(Provided passage begins)
Salazar 'confident' Grand Canyon uranium mining ban will withstand legal challenge

The groups also said that the administration “has provided no evidence in the record or in its environmental impact statement that a million-acre land grab is necessary to avoid environmental harm,” according to an NMA statement.

The Interior Department unveiled plans in January to ban new uranium mining on 1 million acres of federal land near the Grand Canyon for two decades.

The ban prevents new uranium mining claims in the region, but does not halt projects that have already been approved or have existing mining rights. Interior said the ban will allow scientists to monitor the effect of uranium mining on water quality.

Republicans and industry groups blasted the ban Monday, casting it as the latest attempt by the administration to block new domestic energy production.

But environmental groups applauded the ban, arguing it will protect drinking water in the region.

Numerous conservation groups — including the Center for Biological Diversity, Grand Canyon Trust and Sierra Club — said they would intervene in support of the administration’s ban. They will be represented by Earthjustice and the Western Mining Action Project.

“Uranium mining threatens the air, life-giving water and wildlife of the Grand Canyon area,” said Earthjustice attorney Ted Zukoski in a statement. “We’ll be there in court to help defend the reasonable protections that limit that damage.”
(Provided passage ends)
(Data extracts begins)
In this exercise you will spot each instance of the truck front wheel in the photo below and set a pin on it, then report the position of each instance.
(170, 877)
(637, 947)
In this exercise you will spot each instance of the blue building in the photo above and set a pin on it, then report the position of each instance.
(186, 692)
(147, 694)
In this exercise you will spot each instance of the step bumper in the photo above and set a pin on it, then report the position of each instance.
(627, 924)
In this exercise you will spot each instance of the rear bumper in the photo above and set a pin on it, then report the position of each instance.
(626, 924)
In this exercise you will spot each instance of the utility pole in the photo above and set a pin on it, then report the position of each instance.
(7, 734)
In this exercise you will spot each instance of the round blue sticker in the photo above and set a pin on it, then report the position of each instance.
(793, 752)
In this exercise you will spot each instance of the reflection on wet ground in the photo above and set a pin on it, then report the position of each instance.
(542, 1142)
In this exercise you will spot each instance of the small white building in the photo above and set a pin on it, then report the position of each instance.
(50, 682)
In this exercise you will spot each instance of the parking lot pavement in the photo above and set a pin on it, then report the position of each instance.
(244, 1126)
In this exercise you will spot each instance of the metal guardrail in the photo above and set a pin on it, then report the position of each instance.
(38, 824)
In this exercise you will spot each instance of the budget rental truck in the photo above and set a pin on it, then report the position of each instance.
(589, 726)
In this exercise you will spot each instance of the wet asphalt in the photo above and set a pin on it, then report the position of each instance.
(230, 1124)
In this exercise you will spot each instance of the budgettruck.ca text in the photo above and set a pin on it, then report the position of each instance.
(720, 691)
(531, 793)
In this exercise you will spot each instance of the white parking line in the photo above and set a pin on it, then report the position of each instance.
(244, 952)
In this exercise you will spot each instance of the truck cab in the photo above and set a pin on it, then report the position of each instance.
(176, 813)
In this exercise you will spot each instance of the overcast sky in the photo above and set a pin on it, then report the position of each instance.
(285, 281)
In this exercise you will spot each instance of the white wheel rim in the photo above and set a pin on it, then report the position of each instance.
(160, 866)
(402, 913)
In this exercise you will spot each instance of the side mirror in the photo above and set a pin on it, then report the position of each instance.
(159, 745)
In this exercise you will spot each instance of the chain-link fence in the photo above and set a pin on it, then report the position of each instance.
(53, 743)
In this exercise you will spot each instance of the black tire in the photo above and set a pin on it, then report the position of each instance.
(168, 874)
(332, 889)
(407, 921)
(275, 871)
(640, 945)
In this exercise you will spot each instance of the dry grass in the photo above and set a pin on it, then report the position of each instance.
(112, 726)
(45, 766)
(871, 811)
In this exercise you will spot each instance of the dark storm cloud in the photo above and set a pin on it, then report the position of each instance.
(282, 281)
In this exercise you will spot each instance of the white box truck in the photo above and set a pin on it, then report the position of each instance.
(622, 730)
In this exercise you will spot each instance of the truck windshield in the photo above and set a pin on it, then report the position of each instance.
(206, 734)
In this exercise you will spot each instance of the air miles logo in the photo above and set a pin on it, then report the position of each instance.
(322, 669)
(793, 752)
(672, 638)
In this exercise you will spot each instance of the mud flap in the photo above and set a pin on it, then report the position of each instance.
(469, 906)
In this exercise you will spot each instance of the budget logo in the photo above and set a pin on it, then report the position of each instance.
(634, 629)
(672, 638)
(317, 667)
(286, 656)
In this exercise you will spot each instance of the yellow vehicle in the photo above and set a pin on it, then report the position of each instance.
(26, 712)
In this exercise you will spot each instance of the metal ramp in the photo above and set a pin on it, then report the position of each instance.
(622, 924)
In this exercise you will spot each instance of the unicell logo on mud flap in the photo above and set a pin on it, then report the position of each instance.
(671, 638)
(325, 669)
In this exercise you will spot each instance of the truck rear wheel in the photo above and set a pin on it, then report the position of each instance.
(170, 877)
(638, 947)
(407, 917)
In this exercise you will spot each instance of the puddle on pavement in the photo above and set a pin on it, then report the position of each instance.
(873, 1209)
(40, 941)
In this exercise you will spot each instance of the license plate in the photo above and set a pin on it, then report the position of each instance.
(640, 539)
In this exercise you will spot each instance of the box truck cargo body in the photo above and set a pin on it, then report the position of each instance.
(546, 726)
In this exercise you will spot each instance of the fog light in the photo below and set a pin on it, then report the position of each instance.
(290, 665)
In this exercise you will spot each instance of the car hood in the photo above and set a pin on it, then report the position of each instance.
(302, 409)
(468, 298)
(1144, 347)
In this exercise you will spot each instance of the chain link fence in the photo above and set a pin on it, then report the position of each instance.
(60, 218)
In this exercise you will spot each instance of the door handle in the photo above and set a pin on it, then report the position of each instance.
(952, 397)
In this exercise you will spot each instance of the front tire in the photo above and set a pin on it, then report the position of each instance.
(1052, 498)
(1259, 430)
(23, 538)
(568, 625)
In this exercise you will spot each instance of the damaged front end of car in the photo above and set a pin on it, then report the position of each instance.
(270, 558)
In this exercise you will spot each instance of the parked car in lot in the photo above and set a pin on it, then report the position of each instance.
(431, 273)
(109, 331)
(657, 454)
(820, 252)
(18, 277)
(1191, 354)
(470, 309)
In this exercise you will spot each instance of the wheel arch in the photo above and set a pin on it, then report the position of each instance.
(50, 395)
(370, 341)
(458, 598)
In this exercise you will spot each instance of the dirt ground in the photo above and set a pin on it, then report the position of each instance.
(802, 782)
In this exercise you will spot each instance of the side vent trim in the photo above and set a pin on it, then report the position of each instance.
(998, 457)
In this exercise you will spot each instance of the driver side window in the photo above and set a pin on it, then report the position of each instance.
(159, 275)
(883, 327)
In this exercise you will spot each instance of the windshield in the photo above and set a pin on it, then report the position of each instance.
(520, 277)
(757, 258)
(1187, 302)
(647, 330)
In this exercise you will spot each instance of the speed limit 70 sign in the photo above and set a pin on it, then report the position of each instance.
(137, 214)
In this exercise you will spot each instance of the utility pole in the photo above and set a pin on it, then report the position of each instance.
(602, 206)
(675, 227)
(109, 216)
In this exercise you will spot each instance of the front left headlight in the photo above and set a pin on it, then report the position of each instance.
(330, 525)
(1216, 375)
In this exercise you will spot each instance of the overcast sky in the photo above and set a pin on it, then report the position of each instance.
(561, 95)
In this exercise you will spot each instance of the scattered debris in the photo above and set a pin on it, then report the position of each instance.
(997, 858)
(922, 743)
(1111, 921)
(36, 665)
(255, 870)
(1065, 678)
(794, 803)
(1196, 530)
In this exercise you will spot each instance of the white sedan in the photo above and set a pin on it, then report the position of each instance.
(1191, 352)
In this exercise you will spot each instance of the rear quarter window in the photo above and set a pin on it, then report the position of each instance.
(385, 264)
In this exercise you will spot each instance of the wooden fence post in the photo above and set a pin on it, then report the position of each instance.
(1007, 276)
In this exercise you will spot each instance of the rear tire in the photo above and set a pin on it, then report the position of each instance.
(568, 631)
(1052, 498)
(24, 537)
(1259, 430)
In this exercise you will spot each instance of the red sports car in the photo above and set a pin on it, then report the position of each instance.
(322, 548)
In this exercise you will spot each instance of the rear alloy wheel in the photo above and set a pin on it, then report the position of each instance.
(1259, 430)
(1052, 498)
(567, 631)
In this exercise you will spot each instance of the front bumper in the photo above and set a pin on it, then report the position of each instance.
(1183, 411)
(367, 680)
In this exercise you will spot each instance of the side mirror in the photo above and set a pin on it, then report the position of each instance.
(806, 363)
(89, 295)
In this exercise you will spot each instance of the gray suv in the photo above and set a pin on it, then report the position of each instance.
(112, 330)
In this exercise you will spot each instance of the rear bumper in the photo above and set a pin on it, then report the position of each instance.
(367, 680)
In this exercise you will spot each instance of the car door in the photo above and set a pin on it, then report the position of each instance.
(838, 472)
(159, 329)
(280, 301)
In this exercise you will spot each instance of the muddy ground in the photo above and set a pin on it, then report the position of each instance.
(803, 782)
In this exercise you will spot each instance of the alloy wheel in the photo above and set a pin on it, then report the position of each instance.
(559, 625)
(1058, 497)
(Data extracts ends)
▸ **Exercise directions**:
Return the passage of the uranium mining ban article word for word, starting with "The Interior Department" and going on through "domestic energy production.". Work only from the news article on the uranium mining ban.

▸ **Answer below**:
The Interior Department unveiled plans in January to ban new uranium mining on 1 million acres of federal land near the Grand Canyon for two decades.

The ban prevents new uranium mining claims in the region, but does not halt projects that have already been approved or have existing mining rights. Interior said the ban will allow scientists to monitor the effect of uranium mining on water quality.

Republicans and industry groups blasted the ban Monday, casting it as the latest attempt by the administration to block new domestic energy production.